BEGIN TEXT PASSAGE

Frances Henne and the development of school library standards
Library Trends, Spring, 2004 by Diane D. Kester, Plummer Alston Jones, Jr.
The 1969 Standards emphasized that school media specialists were expected to work with classroom teachers in the analysis of instructional needs, in the design of learning activities using existing and new technologies, and in the production of materials needed to support the classroom curriculum. The standards stressed the role of the media specialist in helping students develop competence in listening, viewing, and reading skills (Henne, 1969).
From 1969 and into the 1970s, Henne's thinking turned to more general issues related to school-public library relations. Recognizing that, despite the existence of the evolving standards process in which she had played so central a role, the availability of federal funding, and the completion of demonstration projects such as the Knapp project, most schools continued to have substandard media programs, Henne advocated cooperation with the state library agencies to supplement school libraries. She promoted the concept of library networks involving two or more types of libraries or media centers and advocated district media centers to serve several schools districts (Henne, 1969; Henne, 1972; Sullivan, 1990; AASL and AECT, 1998). As she prepared for retirement, she reflected in a series of articles on many of the issues to which she had been dedicated professionally in the course of her career: the need for the continual improvement of school libraries and the integration of school libraries into school instructional programs, the use of media, the need for research in the actual and potential use of nonprint materials in school libraries, and the need of research libraries to acquire the resources needed for research in children's literature (Henne, 1975a, 1975b, 1976).

END TEXT PASSAGE
BEGIN LISTED RECORDS

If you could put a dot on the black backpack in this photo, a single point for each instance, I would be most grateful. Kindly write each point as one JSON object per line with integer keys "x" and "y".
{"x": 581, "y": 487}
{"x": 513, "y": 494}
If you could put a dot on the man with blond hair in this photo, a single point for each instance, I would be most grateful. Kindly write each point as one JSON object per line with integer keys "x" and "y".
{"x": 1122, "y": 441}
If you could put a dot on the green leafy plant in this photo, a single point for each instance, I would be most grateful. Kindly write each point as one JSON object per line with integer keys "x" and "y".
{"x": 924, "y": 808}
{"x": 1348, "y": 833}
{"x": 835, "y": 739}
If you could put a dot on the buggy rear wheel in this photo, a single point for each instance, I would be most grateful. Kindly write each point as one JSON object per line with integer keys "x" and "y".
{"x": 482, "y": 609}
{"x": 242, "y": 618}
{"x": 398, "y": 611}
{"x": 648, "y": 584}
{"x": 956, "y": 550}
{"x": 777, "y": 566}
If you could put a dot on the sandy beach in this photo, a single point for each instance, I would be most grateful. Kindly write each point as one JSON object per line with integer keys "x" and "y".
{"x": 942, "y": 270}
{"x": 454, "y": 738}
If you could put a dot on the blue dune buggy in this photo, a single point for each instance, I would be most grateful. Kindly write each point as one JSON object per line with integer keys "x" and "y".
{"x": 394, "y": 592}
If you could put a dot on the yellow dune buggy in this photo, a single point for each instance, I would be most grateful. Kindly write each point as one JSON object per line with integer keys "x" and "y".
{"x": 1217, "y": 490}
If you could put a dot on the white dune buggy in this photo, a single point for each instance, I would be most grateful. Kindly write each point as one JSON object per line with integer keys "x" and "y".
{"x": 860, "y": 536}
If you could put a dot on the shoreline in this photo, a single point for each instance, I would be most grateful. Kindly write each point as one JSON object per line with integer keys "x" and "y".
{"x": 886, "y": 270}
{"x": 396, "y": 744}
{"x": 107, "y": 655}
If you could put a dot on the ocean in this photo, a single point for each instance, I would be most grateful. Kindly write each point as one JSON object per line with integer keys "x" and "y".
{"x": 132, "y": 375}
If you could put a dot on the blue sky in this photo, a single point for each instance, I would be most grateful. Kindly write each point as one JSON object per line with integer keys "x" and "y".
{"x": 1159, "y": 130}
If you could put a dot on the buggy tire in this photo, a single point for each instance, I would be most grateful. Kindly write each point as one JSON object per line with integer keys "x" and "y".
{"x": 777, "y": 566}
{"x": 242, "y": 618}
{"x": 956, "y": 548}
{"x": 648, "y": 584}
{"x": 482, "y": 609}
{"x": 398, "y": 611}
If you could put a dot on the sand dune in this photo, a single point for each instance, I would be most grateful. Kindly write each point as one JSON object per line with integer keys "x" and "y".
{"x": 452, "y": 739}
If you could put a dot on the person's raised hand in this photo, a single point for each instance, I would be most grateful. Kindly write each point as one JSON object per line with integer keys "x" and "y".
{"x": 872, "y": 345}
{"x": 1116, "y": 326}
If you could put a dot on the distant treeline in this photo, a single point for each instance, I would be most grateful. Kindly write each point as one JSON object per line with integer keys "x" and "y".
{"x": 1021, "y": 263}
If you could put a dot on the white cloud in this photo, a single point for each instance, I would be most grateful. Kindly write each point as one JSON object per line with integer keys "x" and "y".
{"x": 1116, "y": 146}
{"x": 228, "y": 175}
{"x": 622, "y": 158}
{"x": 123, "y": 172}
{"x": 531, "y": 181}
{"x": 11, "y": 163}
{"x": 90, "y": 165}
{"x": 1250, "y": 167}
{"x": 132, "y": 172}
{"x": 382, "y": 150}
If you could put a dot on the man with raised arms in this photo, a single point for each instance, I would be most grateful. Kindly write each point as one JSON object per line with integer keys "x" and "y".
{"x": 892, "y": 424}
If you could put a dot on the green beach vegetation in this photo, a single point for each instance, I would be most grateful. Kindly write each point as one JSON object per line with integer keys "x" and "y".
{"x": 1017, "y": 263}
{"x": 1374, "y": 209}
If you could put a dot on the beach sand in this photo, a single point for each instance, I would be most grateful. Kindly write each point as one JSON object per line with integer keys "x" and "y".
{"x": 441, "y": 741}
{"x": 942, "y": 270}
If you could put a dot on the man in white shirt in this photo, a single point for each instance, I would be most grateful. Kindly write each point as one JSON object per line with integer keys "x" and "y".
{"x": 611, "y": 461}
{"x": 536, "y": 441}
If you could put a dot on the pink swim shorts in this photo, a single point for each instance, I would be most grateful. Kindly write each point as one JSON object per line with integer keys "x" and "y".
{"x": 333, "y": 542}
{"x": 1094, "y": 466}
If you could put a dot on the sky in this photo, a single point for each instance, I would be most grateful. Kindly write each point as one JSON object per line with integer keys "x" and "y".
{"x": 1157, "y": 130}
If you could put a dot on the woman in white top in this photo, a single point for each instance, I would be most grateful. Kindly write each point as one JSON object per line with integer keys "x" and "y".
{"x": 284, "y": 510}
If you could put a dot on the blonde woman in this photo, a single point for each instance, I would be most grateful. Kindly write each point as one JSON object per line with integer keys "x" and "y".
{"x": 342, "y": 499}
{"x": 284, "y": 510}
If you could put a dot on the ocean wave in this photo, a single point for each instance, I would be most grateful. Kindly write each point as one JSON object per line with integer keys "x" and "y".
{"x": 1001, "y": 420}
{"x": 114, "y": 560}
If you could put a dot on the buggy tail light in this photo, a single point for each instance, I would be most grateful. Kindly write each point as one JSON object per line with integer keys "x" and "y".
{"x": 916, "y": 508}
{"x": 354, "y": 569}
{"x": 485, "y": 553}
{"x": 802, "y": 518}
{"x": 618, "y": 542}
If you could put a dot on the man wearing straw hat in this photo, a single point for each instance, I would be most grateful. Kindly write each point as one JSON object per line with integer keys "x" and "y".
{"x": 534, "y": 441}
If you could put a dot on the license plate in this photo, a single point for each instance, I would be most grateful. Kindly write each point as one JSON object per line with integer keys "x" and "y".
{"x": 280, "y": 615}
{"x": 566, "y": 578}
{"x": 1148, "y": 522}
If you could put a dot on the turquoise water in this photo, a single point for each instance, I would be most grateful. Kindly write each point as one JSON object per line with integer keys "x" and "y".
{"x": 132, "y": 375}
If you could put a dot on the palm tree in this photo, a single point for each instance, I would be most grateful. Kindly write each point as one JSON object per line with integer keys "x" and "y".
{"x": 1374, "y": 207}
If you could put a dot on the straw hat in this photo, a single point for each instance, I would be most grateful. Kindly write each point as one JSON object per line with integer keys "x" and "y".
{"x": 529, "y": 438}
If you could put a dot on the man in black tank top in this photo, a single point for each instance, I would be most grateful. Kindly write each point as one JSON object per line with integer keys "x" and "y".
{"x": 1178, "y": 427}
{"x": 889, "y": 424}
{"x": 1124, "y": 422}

END LISTED RECORDS

# [EXPLORE THE MATERIAL]
1. Copy the Frances Henne passage word for word from "Frances Henne and" to "skills (Henne, 1969).".
2. In the Frances Henne passage, what did Henne advocate to serve several school districts?
3. Write the next part of the Frances Henne passage, picking up after its final sentence.

# [RESPONSES PER TASK]
1.
Frances Henne and the development of school library standards
Library Trends, Spring, 2004 by Diane D. Kester, Plummer Alston Jones, Jr.
The 1969 Standards emphasized that school media specialists were expected to work with classroom teachers in the analysis of instructional needs, in the design of learning activities using existing and new technologies, and in the production of materials needed to support the classroom curriculum. The standards stressed the role of the media specialist in helping students develop competence in listening, viewing, and reading skills (Henne, 1969).

2. District media centers.

3.
HENNE'S LEGACY TO SCHOOL LIBRARIANSHIP
Frances Henne, much honored by her profession, died on December 21, 1985, in a nursing home in Greenfield, Massachusetts, as a result of amyotrophic lateral sclerosis (Lou Gehrig's disease) (Currents, 1986; Frances E. Henne--Standard bearer, 1986). Although her physical voice was stilled, her influence on and contribution to the development of school library standards is indisputable as the process of standards development, to some extent shaped by all that she was writing during this period, continued from 1945 to 1960 to 1969 and beyond. In 1975, the year of her retirement, the AASL and the newly organized Association of Educational Communications and Technology (AECT), formerly the NEA's DAVI, again collaborated on the next set of standards for school libraries, Media Programs: District and School, which recognized the changing and expanding role of the school library media specialist. Henne's influence can still be seen in the national guidelines, Information Power: Guidelines for School Library Media Programs, published in 1988, three years after her death, and ten years later, in 1998 in Information Power: Building Partnerships for Learning.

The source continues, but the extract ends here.